> [EXTRACT PROVIDED]
• • • • • • •

The opinion of the court was delivered by: John G. Koeltl, District Judge
This is a motion to dismiss a petition for habeas corpus as untimely. The petitioner, Andre Smith, seeks a writ of habeas corpus pursuant to 28 U.S.C. § 2254, challenging his conviction after a jury trial on various offenses including murder in the second degree. He is currently serving a sentence of 120 years to life.
The petitioner was convicted after a jury trial in the New York State Supreme Court, New York County, of three counts of Murder in the Second Degree, one count of Robbery in the First Degree, three counts of Robbery in the Second Degree, and one count each of Criminal Possession of a Weapon in the Second and Third Degrees. Judgment was entered on July 29, 2002. The petitioner appealed, contending that his confession was involuntary, that the trial court unduly limited his questioning of prospective jurors, and that his sentence was excessive. On January 24, 2006, the Appellate Division affirmed the petitioner's conviction. See People v. Salley, 808 N.Y.S.2d 664, 665 (App. Div. 2006). Judge Graffeo of the New York Court of Appeals denied leave to appeal on March 28, 2006. See People v. Smith, 847 N.E.2d 383, 383 (N.Y. 2006). The habeas petition before the Court was received by the Pro Se office on July 19, 2007, and is considered to have been filed on July 12, 2007, the date on which the defendant declares he delivered it to prison authorities to be mailed. See Houston v. Lack, 487 U.S. 266, 273-76 (1988)(setting forth prison mailbox rule).

• • • • • • •

> [Data items]
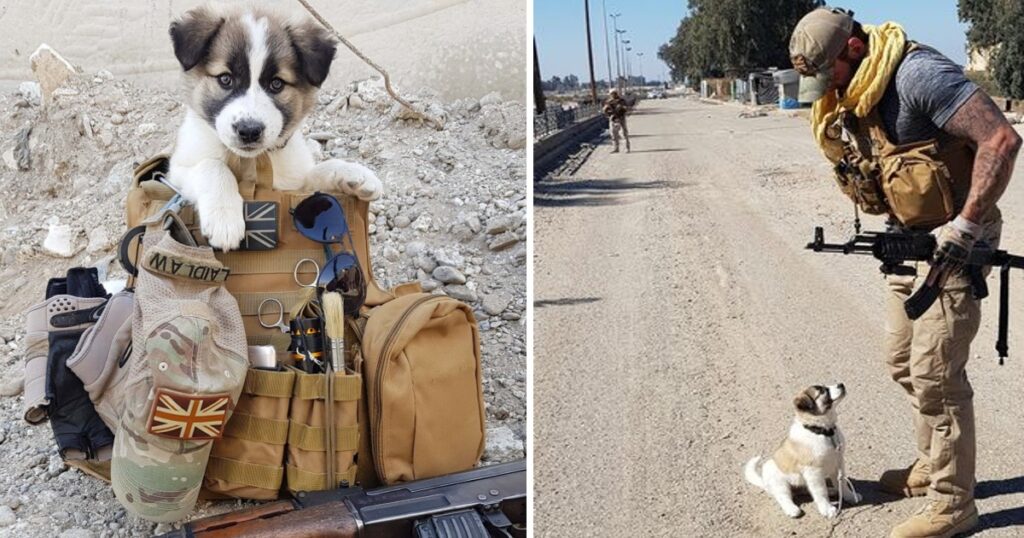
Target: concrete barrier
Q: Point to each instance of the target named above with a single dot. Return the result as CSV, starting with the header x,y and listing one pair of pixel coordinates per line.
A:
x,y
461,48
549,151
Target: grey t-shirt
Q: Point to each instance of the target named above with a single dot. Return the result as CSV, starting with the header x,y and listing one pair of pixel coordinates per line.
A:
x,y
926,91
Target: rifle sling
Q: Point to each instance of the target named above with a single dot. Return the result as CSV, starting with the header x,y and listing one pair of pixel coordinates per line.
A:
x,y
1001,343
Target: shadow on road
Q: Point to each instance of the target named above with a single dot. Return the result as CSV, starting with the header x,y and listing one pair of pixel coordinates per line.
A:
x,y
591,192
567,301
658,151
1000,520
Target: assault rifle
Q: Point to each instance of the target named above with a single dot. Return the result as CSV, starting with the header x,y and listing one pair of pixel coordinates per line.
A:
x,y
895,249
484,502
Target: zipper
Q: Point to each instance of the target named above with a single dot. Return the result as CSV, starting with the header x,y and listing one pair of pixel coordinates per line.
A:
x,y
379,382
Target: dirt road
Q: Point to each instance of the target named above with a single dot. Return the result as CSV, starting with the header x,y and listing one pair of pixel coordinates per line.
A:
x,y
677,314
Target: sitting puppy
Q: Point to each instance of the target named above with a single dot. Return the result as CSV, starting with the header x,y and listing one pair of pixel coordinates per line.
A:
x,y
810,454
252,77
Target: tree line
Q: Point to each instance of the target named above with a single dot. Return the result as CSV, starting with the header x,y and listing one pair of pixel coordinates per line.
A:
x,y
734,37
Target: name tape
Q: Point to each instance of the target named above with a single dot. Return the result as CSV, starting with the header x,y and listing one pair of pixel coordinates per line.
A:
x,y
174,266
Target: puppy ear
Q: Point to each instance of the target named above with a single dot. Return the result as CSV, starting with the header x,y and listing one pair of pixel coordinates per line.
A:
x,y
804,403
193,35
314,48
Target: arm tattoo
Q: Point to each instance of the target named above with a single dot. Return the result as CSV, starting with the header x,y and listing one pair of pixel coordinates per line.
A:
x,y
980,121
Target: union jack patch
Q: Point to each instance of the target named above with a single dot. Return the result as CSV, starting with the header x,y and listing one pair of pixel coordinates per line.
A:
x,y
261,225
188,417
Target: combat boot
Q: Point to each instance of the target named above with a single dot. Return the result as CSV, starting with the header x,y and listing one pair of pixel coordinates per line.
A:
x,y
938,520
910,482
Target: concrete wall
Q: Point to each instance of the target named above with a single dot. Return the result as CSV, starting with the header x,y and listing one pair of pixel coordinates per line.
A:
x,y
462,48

• • • • • • •

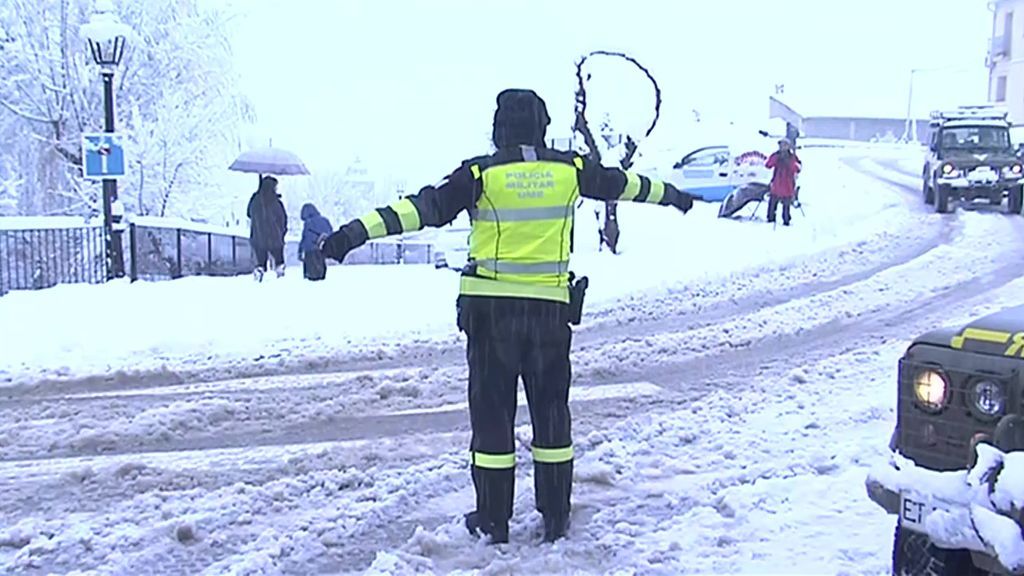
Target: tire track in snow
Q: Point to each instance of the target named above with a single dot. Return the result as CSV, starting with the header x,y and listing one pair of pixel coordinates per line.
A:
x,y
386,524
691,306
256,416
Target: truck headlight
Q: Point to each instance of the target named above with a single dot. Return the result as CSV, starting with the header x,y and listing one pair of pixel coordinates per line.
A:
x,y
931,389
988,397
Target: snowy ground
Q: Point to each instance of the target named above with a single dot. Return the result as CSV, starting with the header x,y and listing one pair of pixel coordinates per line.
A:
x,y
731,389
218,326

• • • • • • •

> [TASK TO CARRY OUT] According to the court opinion, on what date did the Appellate Division affirm the petitioner's conviction?

> [WORKED SOLUTION] January 24, 2006.